• [Task goal]: Rewrite the stretch of data from the line containing "Where can you find the overcast" through the end of the data, changing "overcast sky" to "cloudy sky" and leaving everything else as is. Return only those lines.

• [Stored records]:
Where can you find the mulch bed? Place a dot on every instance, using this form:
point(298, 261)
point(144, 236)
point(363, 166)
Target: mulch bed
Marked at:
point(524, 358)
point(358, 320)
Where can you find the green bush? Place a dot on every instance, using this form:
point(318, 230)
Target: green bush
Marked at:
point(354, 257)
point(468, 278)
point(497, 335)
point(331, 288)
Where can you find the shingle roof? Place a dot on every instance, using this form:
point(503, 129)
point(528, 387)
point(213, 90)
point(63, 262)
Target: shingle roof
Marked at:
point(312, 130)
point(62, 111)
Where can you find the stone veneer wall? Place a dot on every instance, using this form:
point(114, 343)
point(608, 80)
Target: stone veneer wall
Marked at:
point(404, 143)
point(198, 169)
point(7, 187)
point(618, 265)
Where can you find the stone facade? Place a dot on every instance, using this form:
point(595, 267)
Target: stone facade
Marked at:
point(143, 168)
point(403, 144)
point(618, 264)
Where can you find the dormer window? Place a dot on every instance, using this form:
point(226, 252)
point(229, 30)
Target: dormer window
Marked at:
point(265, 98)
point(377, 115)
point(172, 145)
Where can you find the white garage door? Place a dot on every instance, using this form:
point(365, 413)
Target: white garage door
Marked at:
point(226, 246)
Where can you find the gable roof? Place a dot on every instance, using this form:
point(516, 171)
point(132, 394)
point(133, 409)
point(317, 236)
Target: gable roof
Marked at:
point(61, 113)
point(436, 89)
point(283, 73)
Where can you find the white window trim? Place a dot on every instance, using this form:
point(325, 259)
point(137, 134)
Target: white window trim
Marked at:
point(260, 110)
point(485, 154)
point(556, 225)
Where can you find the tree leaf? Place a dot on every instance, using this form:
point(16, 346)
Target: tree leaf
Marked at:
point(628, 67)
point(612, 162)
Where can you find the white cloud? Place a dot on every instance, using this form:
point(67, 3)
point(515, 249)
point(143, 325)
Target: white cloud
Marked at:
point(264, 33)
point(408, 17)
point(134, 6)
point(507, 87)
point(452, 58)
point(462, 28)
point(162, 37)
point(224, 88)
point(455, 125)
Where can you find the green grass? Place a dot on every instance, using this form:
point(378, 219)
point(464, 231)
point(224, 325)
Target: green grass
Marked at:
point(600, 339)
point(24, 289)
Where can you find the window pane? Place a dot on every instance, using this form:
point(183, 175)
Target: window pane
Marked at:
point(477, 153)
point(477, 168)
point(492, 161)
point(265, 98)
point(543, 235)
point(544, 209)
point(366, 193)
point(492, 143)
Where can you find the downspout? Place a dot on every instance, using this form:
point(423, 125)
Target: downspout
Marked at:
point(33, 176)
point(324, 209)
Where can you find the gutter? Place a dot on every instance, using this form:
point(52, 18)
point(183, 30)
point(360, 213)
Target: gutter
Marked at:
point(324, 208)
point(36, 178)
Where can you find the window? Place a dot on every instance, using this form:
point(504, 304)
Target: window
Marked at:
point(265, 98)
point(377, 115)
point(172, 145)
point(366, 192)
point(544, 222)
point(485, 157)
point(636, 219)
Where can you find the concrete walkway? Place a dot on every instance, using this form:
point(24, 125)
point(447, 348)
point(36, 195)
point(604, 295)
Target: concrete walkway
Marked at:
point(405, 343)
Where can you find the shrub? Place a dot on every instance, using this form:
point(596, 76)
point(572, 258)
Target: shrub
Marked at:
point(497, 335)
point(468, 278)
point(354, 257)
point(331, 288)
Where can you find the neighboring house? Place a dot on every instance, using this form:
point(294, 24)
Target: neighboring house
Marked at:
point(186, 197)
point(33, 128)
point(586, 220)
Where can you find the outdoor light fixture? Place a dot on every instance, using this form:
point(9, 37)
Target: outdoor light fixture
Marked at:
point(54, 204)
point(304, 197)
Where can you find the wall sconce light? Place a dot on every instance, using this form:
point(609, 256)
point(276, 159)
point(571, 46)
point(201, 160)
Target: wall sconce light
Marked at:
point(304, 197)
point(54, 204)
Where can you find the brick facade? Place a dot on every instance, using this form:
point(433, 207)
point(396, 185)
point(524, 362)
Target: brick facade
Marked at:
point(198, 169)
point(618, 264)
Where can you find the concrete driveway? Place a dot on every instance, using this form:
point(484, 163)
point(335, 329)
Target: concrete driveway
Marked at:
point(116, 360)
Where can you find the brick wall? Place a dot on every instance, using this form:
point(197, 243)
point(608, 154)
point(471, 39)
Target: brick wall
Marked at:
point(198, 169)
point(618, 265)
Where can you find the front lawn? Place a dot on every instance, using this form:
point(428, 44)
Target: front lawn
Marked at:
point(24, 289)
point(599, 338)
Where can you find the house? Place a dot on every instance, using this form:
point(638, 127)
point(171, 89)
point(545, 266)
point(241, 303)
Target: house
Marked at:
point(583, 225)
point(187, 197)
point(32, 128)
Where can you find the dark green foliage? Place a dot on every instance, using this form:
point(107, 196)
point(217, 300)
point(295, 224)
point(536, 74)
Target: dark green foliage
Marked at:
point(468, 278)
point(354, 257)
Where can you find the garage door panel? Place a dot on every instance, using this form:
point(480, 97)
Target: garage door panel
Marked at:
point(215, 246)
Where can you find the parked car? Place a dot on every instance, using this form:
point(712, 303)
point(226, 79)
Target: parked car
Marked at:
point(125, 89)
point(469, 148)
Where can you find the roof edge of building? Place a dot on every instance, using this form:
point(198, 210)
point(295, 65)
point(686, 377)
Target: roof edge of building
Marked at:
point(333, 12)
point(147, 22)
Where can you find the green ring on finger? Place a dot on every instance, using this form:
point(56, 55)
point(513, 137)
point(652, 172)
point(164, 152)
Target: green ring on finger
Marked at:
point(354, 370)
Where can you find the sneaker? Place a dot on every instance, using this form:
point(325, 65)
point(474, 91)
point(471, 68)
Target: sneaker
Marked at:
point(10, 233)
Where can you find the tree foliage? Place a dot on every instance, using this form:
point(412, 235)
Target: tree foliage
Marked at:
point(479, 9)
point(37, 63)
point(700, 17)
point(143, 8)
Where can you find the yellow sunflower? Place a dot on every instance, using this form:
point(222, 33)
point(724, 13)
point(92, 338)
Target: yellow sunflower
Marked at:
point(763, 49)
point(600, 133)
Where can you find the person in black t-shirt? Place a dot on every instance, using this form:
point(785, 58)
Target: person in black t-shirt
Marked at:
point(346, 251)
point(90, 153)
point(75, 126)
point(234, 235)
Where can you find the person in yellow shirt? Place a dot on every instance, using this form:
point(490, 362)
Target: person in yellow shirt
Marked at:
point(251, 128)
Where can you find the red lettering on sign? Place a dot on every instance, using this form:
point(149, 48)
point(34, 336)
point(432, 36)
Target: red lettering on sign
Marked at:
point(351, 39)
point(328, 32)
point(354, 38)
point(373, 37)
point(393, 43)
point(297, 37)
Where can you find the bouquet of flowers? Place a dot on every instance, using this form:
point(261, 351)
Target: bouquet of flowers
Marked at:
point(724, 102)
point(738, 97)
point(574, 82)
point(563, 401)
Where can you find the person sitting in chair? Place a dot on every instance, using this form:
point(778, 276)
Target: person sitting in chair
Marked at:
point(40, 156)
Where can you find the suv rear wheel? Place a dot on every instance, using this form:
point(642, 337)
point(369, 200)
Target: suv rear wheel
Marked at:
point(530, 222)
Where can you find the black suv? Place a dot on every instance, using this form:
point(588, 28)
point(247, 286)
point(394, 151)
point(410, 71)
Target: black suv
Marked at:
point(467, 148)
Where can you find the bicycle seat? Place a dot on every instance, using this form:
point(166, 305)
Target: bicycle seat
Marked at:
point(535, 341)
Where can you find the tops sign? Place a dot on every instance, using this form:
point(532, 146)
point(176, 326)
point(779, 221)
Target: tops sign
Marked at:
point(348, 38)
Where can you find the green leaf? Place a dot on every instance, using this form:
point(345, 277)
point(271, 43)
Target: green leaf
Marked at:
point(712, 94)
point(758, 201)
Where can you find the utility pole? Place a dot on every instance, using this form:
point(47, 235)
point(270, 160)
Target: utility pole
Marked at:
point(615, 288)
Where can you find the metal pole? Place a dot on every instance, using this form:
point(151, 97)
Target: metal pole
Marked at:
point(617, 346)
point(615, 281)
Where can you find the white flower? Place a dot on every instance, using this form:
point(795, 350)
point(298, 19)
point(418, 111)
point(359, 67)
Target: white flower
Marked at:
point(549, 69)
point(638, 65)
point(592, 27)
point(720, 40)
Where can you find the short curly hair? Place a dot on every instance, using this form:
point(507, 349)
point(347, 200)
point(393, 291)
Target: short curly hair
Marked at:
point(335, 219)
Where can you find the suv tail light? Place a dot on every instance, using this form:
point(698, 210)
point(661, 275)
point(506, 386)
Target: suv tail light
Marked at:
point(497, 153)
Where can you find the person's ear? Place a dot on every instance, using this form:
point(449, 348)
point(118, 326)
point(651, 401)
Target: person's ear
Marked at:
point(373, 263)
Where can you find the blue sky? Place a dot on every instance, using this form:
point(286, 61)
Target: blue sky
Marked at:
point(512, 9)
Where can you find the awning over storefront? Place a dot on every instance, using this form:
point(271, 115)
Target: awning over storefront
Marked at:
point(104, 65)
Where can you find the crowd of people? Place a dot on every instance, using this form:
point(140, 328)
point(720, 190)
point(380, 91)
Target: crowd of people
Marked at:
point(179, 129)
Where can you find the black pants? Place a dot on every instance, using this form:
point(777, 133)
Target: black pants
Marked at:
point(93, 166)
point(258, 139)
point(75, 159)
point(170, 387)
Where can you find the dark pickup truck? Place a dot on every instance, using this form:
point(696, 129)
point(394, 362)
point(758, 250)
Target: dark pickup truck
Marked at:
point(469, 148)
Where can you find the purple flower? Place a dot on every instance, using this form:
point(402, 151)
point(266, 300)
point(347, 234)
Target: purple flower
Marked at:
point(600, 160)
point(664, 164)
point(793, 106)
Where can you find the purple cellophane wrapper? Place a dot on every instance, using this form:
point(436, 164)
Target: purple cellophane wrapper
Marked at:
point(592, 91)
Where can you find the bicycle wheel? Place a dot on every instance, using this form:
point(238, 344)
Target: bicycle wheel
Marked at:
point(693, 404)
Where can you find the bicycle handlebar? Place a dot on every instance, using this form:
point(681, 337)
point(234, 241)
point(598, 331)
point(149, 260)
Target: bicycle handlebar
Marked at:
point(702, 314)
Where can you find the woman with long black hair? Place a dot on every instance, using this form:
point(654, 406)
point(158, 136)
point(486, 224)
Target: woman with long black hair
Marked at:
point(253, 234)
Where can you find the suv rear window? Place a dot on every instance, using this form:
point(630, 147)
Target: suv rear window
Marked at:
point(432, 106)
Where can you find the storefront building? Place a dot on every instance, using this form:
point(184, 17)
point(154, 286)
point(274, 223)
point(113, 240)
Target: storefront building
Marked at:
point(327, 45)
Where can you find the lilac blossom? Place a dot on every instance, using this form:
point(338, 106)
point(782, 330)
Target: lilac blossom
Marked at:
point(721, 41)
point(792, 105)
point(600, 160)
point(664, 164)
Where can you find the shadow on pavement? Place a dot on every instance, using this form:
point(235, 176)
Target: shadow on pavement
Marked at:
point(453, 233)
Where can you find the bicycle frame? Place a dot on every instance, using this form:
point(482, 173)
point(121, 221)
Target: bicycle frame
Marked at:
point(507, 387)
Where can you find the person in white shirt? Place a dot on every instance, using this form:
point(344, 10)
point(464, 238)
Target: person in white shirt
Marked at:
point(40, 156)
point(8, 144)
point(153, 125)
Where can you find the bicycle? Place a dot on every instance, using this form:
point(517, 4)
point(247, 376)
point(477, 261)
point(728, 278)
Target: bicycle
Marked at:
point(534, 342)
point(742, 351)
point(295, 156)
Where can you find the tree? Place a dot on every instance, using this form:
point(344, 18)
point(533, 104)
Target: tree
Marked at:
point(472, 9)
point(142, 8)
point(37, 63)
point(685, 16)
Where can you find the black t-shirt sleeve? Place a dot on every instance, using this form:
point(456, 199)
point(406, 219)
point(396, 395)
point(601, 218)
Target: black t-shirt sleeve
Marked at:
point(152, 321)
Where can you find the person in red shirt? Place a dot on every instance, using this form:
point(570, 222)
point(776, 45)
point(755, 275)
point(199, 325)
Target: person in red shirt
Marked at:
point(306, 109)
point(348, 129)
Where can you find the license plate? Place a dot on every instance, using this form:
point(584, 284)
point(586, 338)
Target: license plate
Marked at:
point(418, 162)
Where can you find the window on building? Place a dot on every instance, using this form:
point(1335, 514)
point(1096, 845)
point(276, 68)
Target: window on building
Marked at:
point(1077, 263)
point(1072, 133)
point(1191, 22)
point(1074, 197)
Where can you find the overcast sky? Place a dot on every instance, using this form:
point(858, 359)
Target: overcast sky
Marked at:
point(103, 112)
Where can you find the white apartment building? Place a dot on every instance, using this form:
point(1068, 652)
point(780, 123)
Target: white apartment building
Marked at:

• [Answer to the problem]:
Where can you find the cloudy sky? Place a dot on every instance, using this form:
point(858, 359)
Target: cloudy sky
Marked at:
point(103, 112)
Where can you find the white apartment building? Place a dot on every instance, using this form:
point(1068, 652)
point(780, 123)
Target: white apartment building
Marked at:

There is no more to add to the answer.